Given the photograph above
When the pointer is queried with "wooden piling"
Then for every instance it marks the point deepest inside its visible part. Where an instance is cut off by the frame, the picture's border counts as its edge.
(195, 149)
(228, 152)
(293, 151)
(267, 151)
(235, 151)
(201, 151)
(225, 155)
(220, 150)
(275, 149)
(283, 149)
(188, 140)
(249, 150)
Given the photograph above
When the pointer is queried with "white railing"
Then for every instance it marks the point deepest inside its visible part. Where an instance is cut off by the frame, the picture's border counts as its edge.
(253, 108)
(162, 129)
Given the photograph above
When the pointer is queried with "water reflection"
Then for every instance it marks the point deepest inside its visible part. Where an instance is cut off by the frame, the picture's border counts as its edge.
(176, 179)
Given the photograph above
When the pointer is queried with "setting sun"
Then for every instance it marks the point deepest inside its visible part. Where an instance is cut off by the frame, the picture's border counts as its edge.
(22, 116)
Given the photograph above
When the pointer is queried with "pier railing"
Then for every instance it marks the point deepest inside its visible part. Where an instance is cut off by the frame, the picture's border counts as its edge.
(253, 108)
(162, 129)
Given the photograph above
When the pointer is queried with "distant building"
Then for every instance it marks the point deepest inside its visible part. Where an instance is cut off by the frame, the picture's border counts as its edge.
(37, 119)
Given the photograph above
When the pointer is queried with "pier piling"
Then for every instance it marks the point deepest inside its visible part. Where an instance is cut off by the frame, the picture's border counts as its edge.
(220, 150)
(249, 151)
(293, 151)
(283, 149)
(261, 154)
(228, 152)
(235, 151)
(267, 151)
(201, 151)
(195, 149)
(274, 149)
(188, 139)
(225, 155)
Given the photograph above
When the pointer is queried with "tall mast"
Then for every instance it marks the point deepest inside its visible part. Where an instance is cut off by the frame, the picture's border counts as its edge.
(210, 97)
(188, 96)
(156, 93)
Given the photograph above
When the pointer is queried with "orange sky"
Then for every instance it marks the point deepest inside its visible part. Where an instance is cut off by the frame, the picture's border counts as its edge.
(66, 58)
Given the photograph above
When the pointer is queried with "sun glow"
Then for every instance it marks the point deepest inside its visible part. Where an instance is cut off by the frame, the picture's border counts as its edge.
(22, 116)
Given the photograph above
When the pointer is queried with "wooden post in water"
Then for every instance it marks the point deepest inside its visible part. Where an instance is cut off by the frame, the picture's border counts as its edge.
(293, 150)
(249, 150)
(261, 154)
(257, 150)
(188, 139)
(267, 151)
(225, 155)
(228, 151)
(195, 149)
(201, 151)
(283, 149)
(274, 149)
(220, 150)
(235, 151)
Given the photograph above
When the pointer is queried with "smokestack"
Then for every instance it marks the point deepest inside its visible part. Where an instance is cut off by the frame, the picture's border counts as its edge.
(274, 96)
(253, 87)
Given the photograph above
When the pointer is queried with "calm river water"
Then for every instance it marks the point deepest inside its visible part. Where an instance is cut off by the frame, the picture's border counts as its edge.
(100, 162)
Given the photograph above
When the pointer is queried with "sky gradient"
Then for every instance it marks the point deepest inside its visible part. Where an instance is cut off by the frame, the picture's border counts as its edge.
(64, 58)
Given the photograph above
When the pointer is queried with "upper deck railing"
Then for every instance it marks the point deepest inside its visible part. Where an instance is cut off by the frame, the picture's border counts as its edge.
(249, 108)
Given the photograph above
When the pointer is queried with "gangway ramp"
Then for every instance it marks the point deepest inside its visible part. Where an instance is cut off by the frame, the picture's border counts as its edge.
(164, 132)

:::

Assigned task:
Every record above must be printed again exactly as it stands.

Completed exercise:
Given the photograph above
When the pointer is queried with "wooden piling"
Then for every instance it marks the point deepest inside its visible part. Where an instance is cut off by the frame, the picture's border counts as its edge.
(195, 149)
(228, 152)
(293, 151)
(267, 151)
(235, 151)
(201, 151)
(225, 155)
(220, 150)
(275, 149)
(283, 149)
(188, 140)
(249, 150)
Given the photograph above
When the pointer is queried with "white railing"
Then for every instance it marks the point deepest inside its visible part. Where an instance is cut off by the frame, the picture's border counts as its edge.
(253, 108)
(162, 129)
Given the photograph above
When the pointer is queried with "water reflection"
Then for every instance it marks the point deepest inside its visible part. Where an instance is cut off by the frame, the picture's border counts as its edge.
(176, 179)
Given the photograph above
When the pointer is queried with "setting sun"
Then for every instance it marks the point deepest inside its visible part. Where an instance is cut off by the frame, the picture's border counts as its edge.
(22, 116)
Given the photograph above
When the pointer is queried with "pier railing"
Then for every instance it marks the point deepest inside its visible part. Where an instance is cut off by the frame, the picture's border counts as its edge.
(253, 108)
(162, 129)
Given the photograph above
When the pointer is queried with "distant building"
Then for every instance it marks the point deepest inside its visible part. Where an instance is cut off by the frame, the picture's border counts as its edge.
(37, 119)
Given the photograph above
When the pointer is queried with "pier piling"
Then for every instance it marks the point deepest inside its visible part. Where an instance is cut off by the frame, the picture's border counts as its edge.
(220, 150)
(249, 151)
(293, 151)
(283, 149)
(261, 154)
(228, 152)
(235, 151)
(267, 151)
(201, 151)
(195, 149)
(274, 149)
(188, 139)
(225, 155)
Given the photograph above
When the pointer is queried with "tall mast"
Then for every instance it marks the point deepest inside its visible part. Where an instance is cut off by the frame, the picture's border counts as its edge.
(210, 97)
(188, 96)
(156, 93)
Given the photograph above
When the pointer is queried with "orange sky"
Then for every instance it marks the point deepest inside its visible part. Where an instance is cut off by the frame, the picture's border counts as its edge.
(66, 58)
Given the photograph above
When the pointer is queried with "sun glow"
Then for every instance it marks the point deepest inside its visible part. Where an instance is cut off by the frame, the picture's border counts as its edge.
(22, 116)
Given the photograph above
When the pointer is queried with "wooden post in water"
Then for every instance it marks the point deepest inside its visible part. Where an instance is cut off by the frame, the picture's border counts as its edge.
(293, 150)
(249, 150)
(261, 154)
(257, 150)
(188, 139)
(267, 151)
(225, 155)
(228, 151)
(195, 149)
(201, 151)
(283, 149)
(274, 149)
(220, 150)
(235, 151)
Given the photograph above
When the pointer is queried with "smokestack"
Then for every instance it marks the point deepest inside its visible part. Where an instance is cut off by the frame, the picture's border counts as its edge.
(274, 96)
(253, 87)
Given the photograph above
When the pointer is queried with "calm river water"
Then for every instance it marks the point deepest inside its visible part. Where an instance is cut off by the frame, the picture's border counts as its edge.
(100, 162)
Given the photograph above
When the pointer is queried with "sky gradient"
Then for every instance it marks the point deepest inside its visible part. Where an instance is cut off by the frame, the picture's border counts as its edge.
(64, 58)
Given the photograph above
When the pointer is queried with "upper deck railing"
Then for every instance it marks the point deepest inside its visible part. Where an instance is cut off by the frame, the picture's border counts as its edge.
(249, 108)
Given the photograph above
When the pointer is queried with "gangway ramp"
Then for every instance it marks the point deepest inside its visible part. Where an instance is cut off by the frame, the picture's border counts as its edge.
(164, 132)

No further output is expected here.